A capping scratcher is used for low spots in the comb that the knife missed. However it can be used to open all of the comb.
I use a long bread knife and before I got a capping scratcher I used a dinner fork. Jim
in a pinch an old fork works pretty well as a capping scratcher. most times if the face of the comb (ie the capped surface) is uneven you will need both. if the combs are fat (ie you are using 9 or 8 frames in a 10 frame box) then most times you can get by with just an uncapping knife.
This doesn't have to be an expensive hobby, although I sometimes choose to make it so. You can make your own, or improvise, for a lot of the equipment you may need. You are doing it right, though, by researching. Learn everything you can before you try to hive your first colony.
Your first stop is this forum, there are a bunch of friendly folks here who are willing to share their knowledge with you, and they will not look at you funny if you post what you might consider a stupid question. We all learn somewhere. As far as I'm concerned-the only stupid question is the one you don't ask. Good luck, and we're all pulling for you.
First year honey combs are usually not too full and fat so the capping knifes still leave work for the scratcher to do. I did a few frames today entirely with a capping scratcher and that would certainly be do able for the first season if you only had several hives. The kitchen fork would work but a dedicated scratcher gives you much more width.
I have heard of these believe they called it the hackler(sp.) honey punch. I was thinking these was used for the all plastic comb. It worked good at opening up cells that was capped below the plastic. Never thought of using it on a regular comb
I would like to try the hot air gun/paint stripper method of melting the cappings. I think there is a Youtube on it and was discussed on another forum.
Yes the scratcher produces a lot of fine wax flakes that plug screens.
I would think that the melted cappings would congeal and plug screens worse than flakes. He's obviously not "removing" the wax, since nothing runs off the frame. And... now what does he use to make candles?
Hobie, I wondered if the wax would pull back to each cell boundary leaving an opening. Cant see the detail in the vid. but would like to try it; I have a heat gun and forgot to take it along. Next years comb will be fatter with fewer low spots to scratch.
We have a new Maxant extractor, bought on sale but no honey( first year hives) but our neighbor's bees(second year) did so we volunteered our extractor and assistance to learn just how to process honey if we ever get any. I saw on YouTube a guy using an electric knife so I grabbed ours( along with other assorted knives)and it worked great. Sliced right through the wax leaving only small amounts in some corners to use a fork on.

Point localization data
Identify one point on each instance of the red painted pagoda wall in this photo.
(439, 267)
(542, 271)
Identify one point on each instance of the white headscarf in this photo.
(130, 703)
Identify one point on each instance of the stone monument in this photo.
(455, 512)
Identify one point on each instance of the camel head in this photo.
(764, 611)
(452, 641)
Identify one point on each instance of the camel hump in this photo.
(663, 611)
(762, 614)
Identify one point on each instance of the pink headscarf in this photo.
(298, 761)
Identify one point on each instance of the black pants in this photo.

* * *

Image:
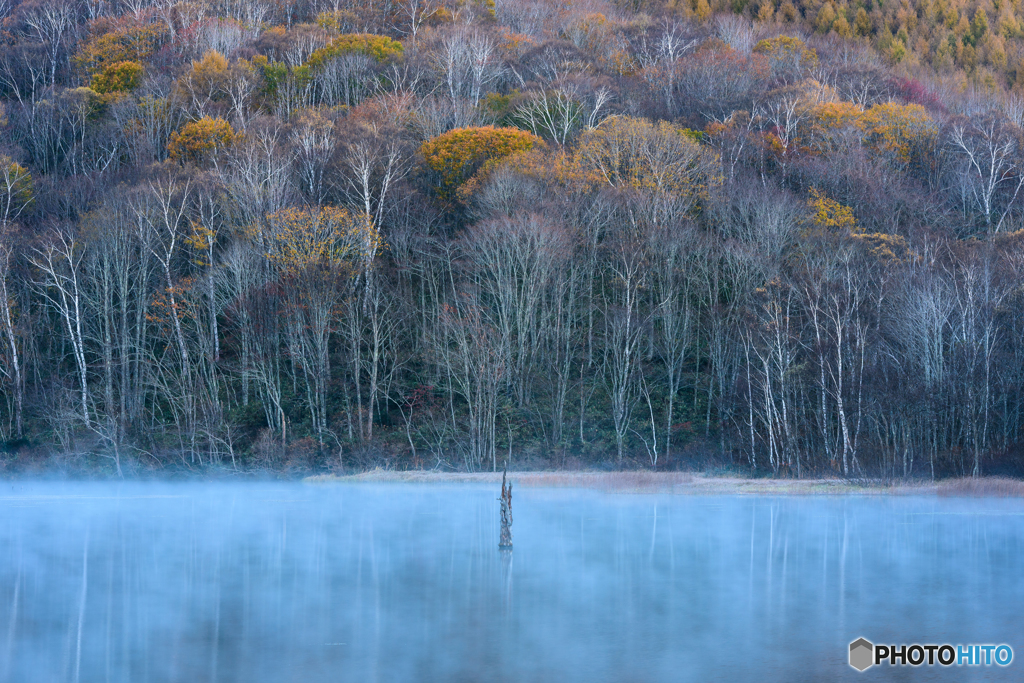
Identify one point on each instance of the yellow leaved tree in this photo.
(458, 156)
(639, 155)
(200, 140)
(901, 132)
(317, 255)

--

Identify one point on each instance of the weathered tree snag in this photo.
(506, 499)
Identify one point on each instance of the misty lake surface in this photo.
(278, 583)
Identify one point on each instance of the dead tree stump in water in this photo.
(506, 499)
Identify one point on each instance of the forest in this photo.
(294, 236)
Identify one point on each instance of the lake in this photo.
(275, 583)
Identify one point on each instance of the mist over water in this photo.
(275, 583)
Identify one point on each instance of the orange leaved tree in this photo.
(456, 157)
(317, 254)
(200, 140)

◆ **Assignment 1**:
List every specific kind of knife named in the forum thread on uncapping honey comb.
◆ **Assignment 2**:
Output the passage of the forum thread on uncapping honey comb between "Yes the scratcher" and "to make candles?", inclusive.

◆ **Task result 1**:
- Long bread knife
- Uncapping knife
- Capping knife
- Electric knife

◆ **Task result 2**:
Yes the scratcher produces a lot of fine wax flakes that plug screens.
I would think that the melted cappings would congeal and plug screens worse than flakes. He's obviously not "removing" the wax, since nothing runs off the frame. And... now what does he use to make candles?